• DATA IN THIS EXERCISE:
════════════════
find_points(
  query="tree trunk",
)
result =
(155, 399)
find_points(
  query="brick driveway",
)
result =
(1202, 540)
════════════════
• YOUR GOAL:
Go through the records above and copy every line with the word "query".

• OUTPUT:
  query="tree trunk",
  query="brick driveway",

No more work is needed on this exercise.